Texto:
.....

Citando ainda o autor: «Os Estados Unidos têm como objectivo nacional permanente criar condições para que não se venha a desenvolver em qualquer parte do mundo um actor (Estado ou coligação de Estados) suficientemente poderoso para colocar em causa a sua posição dominante na ordem internacional. ... Tanto durante a Primeira como a Segunda Guerra Mundial como durante a Guerra Fria, criaram-se situações que poderiam conduzir ao desenvolvimento no espaço europeu de um poderoso actor capaz de desafiar a posição dominante dos EUA e, como consequência, de criar condições que afectassem significativamente os (ou alguns) dos objectivos centrais da política (e estratégia) norte-americana. ... Os Estados Unidos não tiveram, nem poderiam ter outra opção senão a de se envolver em cada um dos três conflitos. Costuma afirmar-se que os EUA passaram a ser uma potência europeia desde a Primeira Guerra Mundial, atingindo mesmo a posição de potência europeia dominante...»

.....

Dados fornecidos:

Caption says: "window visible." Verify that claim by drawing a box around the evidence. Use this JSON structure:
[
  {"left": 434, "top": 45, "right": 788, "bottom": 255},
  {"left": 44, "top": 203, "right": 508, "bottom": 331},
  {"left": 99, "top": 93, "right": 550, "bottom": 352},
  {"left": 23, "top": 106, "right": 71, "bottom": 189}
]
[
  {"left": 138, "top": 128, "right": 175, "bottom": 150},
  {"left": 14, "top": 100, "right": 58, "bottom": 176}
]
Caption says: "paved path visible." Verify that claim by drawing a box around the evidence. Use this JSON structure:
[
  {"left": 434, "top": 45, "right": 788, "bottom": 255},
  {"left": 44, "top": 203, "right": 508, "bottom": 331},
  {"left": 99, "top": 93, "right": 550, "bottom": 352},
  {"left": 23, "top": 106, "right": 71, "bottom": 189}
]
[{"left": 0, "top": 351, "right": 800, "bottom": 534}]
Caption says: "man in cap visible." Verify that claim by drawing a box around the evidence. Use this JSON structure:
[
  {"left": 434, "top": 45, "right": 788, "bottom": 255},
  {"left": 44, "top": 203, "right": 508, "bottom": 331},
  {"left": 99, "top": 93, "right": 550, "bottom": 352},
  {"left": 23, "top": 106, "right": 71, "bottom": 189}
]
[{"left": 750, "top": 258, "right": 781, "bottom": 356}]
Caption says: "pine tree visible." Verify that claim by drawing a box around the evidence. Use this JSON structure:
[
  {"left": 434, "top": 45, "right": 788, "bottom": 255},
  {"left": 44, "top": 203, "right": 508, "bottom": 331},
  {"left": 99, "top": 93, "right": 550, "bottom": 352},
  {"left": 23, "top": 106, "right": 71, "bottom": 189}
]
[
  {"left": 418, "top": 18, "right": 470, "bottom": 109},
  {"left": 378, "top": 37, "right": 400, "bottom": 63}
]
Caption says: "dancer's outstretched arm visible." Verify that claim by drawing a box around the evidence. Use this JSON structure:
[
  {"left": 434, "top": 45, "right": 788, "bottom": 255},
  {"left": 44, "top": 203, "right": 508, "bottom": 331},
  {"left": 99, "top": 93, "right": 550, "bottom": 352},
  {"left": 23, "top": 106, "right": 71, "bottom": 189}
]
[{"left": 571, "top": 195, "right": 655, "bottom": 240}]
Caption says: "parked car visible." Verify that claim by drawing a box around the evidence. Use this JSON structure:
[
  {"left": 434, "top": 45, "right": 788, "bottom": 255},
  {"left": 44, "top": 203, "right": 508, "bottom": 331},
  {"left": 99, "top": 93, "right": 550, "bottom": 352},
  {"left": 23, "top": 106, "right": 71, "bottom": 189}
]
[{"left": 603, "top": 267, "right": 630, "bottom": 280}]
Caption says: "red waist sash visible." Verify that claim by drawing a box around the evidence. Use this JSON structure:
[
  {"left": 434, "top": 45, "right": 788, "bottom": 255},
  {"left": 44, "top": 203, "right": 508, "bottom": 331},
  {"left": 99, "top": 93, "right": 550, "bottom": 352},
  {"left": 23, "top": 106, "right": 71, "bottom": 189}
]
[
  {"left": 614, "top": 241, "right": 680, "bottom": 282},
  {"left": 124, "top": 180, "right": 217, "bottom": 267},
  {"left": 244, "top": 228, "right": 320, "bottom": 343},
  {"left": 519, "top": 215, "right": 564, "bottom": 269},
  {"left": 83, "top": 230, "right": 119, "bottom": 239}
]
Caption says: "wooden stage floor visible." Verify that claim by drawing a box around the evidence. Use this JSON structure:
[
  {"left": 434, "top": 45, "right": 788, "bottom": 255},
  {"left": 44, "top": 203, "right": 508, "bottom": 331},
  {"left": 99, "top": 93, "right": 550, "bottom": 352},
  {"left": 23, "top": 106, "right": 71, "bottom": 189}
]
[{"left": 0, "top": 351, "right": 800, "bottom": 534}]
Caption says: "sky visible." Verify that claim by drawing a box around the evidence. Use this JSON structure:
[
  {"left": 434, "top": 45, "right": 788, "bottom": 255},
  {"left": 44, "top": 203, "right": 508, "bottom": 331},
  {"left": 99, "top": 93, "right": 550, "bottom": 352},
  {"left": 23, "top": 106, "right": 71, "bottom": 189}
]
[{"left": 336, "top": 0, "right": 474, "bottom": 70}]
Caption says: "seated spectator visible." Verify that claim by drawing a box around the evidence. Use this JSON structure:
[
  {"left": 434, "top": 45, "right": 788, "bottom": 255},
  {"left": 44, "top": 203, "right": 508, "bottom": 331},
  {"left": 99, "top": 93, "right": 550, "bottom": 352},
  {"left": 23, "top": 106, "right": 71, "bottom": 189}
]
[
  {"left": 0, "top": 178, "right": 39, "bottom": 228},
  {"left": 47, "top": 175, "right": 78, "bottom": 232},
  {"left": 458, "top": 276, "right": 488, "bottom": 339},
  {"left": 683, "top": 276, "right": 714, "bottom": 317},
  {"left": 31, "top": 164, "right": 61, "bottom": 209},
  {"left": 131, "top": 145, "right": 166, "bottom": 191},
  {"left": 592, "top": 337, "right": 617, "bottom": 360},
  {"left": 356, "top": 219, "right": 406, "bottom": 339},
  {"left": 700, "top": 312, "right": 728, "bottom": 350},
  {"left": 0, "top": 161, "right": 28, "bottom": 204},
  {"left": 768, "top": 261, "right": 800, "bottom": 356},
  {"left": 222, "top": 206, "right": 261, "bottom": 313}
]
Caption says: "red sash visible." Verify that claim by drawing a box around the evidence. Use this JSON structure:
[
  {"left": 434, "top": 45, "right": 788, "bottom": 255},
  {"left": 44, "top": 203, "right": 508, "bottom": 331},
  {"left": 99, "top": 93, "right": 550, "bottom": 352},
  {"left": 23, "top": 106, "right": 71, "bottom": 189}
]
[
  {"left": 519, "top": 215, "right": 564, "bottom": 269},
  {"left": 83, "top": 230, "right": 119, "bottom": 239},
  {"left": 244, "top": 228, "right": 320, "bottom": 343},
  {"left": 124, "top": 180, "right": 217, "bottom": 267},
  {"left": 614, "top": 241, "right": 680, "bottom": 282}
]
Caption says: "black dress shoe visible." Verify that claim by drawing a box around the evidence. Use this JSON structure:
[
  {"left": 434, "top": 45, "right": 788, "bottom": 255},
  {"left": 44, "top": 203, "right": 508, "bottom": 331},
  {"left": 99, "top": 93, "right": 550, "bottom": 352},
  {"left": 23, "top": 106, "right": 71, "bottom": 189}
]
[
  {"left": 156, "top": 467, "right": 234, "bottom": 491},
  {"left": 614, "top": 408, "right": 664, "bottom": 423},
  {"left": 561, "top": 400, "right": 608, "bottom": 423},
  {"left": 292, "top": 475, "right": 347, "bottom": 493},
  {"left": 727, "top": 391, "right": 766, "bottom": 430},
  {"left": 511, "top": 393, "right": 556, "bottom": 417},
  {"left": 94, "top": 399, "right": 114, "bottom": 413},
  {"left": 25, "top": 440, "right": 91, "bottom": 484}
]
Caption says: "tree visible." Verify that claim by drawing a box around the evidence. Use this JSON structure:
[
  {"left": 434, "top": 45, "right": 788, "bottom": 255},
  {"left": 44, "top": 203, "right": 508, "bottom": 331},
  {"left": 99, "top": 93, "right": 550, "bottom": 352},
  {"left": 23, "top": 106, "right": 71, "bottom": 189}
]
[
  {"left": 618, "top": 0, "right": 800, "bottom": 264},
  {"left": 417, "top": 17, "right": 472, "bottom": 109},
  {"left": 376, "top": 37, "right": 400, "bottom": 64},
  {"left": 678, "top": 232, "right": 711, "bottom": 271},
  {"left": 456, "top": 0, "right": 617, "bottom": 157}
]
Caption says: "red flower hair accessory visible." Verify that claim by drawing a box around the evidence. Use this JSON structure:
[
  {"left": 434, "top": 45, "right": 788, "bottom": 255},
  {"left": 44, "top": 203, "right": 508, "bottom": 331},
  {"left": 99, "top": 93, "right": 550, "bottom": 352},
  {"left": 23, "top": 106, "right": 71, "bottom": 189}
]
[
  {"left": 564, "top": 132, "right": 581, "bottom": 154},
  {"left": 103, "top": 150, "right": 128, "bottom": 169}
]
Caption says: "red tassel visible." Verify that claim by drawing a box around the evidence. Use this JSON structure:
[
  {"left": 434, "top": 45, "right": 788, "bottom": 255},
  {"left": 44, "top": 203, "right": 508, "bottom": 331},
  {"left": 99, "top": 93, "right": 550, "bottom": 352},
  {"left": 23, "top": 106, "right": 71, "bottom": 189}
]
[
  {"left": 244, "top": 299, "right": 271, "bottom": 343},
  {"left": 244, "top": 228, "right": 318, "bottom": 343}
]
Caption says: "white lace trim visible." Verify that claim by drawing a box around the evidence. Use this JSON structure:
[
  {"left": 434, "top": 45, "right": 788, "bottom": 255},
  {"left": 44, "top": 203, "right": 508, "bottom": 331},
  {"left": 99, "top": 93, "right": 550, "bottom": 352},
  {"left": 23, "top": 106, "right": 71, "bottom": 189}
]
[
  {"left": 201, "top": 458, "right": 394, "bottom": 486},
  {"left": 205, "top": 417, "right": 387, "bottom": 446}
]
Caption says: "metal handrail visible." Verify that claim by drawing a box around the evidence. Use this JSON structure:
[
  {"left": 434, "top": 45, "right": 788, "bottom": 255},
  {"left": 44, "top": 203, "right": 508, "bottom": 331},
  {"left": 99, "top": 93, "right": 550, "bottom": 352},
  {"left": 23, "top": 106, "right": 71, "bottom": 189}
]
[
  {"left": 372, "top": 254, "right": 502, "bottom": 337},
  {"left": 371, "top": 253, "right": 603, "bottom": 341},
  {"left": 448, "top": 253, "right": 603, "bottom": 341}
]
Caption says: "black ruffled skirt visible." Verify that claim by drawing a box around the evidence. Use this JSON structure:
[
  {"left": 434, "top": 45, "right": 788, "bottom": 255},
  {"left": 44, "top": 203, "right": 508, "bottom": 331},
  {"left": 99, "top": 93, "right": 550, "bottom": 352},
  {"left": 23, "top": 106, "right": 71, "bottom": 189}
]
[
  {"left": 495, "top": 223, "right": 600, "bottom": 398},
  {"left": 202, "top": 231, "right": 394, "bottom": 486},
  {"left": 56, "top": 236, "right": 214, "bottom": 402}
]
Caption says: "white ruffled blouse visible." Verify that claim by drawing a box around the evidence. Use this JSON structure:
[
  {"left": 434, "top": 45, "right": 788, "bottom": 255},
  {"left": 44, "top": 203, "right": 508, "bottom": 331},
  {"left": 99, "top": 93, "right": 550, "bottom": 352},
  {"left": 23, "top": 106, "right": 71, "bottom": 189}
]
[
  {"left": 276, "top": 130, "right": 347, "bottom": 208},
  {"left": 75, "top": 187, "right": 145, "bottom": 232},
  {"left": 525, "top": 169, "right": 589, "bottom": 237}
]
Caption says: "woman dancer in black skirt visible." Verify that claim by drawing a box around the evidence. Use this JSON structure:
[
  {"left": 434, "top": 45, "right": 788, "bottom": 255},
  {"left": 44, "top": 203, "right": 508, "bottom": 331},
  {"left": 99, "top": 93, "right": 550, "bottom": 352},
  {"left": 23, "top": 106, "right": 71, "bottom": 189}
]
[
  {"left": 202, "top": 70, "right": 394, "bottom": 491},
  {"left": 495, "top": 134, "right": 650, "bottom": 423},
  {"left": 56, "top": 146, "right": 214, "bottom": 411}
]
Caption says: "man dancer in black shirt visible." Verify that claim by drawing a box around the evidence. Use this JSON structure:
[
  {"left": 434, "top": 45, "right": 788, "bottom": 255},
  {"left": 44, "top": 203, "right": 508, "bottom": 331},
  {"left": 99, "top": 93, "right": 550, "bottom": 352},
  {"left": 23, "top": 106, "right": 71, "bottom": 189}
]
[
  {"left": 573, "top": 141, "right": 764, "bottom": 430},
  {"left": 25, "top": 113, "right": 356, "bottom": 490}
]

.....

A tarefa:
Responda com base no texto sobre a política externa dos Estados Unidos.
1. Que tipo de actor os Estados Unidos procuram impedir que se desenvolva em qualquer parte do mundo?
2. Em que espaço se criaram, durante as duas guerras mundiais e a Guerra Fria, situações que poderiam conduzir ao desenvolvimento desse actor?
3. Desde que conflito se costuma afirmar que os EUA passaram a ser uma potência europeia?
Os registos não são necessários.

Em resposta:
1. Um actor (Estado ou coligação de Estados) suficientemente poderoso para colocar em causa a posição dominante dos Estados Unidos na ordem internacional.
2. No espaço europeu.
3. Desde a Primeira Guerra Mundial.